RECORDS PROVIDED:
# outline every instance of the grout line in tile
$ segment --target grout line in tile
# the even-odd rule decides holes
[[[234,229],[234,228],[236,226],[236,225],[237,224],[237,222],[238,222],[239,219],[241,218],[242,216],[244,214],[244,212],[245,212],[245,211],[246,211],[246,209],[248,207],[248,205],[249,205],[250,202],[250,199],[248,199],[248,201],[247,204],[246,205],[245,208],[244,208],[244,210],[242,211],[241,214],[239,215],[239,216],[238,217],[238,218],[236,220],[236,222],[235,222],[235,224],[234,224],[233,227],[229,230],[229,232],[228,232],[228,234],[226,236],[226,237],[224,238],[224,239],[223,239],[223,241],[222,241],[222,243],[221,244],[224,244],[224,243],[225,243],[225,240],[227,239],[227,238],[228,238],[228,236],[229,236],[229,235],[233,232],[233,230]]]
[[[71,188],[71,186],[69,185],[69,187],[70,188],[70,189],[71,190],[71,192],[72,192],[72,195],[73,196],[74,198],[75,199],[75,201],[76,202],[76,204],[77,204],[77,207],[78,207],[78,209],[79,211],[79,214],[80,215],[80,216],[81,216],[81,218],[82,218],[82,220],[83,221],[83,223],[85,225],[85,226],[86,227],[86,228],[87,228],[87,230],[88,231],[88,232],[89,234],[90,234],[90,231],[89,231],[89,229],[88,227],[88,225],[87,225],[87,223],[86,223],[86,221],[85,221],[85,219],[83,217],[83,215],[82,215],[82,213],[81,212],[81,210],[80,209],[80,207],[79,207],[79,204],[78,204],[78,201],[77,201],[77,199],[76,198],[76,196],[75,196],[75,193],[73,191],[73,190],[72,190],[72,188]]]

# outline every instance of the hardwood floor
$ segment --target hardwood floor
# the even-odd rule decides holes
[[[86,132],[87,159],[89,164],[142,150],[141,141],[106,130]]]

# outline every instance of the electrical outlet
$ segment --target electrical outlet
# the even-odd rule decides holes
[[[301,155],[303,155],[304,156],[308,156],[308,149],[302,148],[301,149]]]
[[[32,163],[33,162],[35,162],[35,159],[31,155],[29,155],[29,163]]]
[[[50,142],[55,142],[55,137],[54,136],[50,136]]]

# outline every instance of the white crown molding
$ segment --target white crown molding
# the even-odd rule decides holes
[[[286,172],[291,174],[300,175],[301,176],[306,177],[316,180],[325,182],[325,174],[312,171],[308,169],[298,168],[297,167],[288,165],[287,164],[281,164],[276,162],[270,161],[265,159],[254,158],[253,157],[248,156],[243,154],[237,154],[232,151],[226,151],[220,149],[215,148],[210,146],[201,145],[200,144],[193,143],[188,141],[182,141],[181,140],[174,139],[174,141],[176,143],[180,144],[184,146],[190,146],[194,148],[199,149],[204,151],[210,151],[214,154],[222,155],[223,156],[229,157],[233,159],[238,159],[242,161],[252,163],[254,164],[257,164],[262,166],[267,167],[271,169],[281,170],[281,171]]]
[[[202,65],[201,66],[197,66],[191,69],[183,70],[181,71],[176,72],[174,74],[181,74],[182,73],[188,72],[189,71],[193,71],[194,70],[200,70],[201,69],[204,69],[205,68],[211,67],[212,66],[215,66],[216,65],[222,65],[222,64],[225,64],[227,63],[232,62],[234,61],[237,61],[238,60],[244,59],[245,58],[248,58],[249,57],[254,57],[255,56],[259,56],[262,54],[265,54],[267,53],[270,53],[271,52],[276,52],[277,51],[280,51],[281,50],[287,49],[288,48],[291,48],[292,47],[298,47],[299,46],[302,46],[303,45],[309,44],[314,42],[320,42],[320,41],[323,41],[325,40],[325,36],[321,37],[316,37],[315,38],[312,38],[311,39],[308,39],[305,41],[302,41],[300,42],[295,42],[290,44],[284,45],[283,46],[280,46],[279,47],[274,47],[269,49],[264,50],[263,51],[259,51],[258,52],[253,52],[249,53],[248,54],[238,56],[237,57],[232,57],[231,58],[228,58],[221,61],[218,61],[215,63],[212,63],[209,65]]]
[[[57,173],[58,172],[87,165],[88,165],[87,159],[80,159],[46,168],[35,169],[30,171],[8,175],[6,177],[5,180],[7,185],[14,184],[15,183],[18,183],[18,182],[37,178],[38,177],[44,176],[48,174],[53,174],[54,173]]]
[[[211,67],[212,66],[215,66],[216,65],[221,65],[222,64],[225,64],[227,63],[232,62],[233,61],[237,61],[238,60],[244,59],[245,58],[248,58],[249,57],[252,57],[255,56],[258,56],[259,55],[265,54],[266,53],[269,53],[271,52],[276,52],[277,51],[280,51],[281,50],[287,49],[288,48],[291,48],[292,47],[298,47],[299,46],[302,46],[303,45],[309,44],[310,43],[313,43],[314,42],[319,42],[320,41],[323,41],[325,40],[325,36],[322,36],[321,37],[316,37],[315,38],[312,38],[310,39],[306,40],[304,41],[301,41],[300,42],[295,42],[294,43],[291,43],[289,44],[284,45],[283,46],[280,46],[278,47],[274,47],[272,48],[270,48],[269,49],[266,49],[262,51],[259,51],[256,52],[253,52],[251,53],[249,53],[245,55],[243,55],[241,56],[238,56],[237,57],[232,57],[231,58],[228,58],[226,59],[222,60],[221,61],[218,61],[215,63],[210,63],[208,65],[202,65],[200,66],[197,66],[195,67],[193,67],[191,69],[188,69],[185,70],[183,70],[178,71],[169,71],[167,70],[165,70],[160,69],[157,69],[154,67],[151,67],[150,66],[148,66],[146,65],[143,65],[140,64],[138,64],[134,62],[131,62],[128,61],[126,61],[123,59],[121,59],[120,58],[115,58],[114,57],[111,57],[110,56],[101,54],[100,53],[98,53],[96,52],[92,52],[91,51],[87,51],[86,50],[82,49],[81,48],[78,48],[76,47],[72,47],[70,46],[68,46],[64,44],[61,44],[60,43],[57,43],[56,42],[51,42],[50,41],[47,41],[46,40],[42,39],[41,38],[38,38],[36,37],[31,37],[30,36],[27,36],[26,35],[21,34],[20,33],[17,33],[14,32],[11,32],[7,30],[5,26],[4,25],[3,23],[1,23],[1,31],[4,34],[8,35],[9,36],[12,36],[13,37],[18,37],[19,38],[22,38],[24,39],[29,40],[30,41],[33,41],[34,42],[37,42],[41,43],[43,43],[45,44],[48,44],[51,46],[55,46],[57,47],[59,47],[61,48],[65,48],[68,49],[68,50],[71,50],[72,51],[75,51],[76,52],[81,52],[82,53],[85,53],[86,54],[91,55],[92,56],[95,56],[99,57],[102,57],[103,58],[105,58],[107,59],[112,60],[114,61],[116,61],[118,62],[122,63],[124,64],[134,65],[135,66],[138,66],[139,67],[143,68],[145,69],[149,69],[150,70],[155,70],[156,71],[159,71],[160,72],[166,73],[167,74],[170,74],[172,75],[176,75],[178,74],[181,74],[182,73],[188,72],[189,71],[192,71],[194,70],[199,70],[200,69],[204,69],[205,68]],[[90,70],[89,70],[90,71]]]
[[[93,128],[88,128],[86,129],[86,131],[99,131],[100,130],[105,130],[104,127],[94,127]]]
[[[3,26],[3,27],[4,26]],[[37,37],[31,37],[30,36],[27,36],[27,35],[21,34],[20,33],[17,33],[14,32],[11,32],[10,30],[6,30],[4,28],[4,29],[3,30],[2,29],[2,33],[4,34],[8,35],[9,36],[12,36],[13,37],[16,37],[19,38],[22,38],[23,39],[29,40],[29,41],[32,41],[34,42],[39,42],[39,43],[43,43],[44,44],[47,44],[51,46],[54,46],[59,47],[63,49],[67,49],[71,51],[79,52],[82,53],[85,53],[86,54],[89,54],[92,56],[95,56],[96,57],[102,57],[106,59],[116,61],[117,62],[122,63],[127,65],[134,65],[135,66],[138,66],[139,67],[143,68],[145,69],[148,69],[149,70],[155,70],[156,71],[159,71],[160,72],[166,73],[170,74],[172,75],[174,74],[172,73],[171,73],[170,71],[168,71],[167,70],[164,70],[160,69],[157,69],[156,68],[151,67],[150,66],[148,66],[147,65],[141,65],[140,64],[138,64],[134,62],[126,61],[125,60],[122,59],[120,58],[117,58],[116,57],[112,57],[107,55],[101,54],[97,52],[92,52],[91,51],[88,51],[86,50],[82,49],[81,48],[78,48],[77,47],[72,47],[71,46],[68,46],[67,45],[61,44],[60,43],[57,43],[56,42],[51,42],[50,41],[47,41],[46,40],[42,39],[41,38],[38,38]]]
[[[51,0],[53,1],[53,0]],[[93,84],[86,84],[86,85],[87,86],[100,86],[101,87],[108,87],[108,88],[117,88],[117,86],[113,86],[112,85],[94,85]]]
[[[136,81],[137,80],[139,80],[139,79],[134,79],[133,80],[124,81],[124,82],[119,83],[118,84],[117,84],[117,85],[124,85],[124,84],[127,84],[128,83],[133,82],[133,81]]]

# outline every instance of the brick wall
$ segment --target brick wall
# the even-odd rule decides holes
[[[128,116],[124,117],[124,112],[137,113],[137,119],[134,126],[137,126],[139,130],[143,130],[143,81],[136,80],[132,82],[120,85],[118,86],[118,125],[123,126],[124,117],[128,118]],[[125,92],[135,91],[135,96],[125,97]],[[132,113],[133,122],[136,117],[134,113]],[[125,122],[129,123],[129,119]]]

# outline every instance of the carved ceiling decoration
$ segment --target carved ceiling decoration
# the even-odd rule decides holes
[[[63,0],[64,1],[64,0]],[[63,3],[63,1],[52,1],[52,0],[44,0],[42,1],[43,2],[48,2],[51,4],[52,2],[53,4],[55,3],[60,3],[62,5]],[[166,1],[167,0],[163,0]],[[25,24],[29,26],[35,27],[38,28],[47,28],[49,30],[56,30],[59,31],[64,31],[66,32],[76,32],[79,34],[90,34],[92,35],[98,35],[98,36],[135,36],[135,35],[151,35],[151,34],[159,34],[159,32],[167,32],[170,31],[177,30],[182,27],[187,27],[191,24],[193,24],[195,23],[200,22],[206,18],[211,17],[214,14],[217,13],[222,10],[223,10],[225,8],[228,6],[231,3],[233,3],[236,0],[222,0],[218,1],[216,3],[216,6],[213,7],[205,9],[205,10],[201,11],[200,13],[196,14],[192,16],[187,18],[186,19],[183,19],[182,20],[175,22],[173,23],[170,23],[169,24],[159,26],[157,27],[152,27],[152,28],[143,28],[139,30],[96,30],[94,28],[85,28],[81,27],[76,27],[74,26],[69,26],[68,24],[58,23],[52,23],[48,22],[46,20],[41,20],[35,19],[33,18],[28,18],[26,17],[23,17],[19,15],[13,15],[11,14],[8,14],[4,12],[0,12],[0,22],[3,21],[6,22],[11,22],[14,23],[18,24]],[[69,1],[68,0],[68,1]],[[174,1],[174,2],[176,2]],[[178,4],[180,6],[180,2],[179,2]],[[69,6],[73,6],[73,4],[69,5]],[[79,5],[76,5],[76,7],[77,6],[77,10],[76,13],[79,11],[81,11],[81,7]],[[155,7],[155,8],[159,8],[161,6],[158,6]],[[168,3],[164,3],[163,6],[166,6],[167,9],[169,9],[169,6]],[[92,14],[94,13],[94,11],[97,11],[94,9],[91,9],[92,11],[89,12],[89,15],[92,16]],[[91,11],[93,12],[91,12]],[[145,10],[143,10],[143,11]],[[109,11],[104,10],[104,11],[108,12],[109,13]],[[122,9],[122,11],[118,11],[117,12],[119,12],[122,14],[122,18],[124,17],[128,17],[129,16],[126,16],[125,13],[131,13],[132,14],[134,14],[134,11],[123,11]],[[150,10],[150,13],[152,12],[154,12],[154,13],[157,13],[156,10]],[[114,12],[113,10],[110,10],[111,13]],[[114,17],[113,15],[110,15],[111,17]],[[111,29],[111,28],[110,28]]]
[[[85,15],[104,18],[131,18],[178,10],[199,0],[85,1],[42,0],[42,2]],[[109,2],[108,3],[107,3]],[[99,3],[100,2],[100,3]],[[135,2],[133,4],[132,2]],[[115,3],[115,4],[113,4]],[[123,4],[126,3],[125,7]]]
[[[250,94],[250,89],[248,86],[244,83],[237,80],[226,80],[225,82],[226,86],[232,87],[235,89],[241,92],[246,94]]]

EXERCISE INSTRUCTIONS: Could you pull out, word for word, the lines above that begin at the line containing "# outline every instance of the electrical" and end after the line containing "[[[50,142],[55,142],[55,137],[54,136],[50,136]]]"?

CORRECT RESULT:
# outline every instance of the electrical outlet
$ segment --target electrical outlet
# the even-odd rule decides holes
[[[301,155],[303,155],[304,156],[308,156],[308,149],[302,148],[301,149]]]
[[[32,163],[33,162],[35,162],[35,159],[31,155],[29,155],[29,163]]]
[[[50,142],[55,142],[55,137],[54,136],[50,136]]]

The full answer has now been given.